§ **Text provided**:
========
29 January 2010

OK, So This Is Important...

...too important to bury at the bottom of that last post, in fact.

I've been told that Haloscan, the comment-hosting service I've been using for this blog since long before Blogspot (as it then was) got its own act in gear, is closing down. I have the choice of either upgrading to a paid service -- which hardly seems worth it now Blogger are hosting a moderately effective comments service of their own -- or letting all the extant comments disappear. Which I've now done.

I've exported the 1500 or so comments made so far to a file, and Haloscan tell me (rather optimistically, in my view) that Blogger may get round to creating an import tool in the future. In the meantime, I'm sorry to say that any comment you may have made here in the past has disappeared, and -- while I very much hope this isn't the case -- it's possible that they may never reappear.

In the meantime, I can only encourage you to carry on commenting using the Blogger tool. Thank you...

A Bunch of Five Four

1. Today I'm trying to finish my working synopsis for the prospective novel I was calling The Arrow and the Circle, and have now renamed (under what may be the too obvious influence of Christopher Priest) The Devices. Once I know what the shape the plot takes, writing a 120,000-or-so-word novel in which it all happens should be, er, simplicity itself.

This clearly calls for diligent application and undivided concentration on my part. Hence this blog post.
========
§ **Activity**: Name every blogging or comment-hosting service mentioned in the blog post on Haloscan closing down.

§ **Supplied data**:
========
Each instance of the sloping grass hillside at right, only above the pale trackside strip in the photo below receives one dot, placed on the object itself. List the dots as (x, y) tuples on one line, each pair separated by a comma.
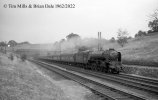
========
§ **Answer to the exercise**: Haloscan, Blogspot, Blogger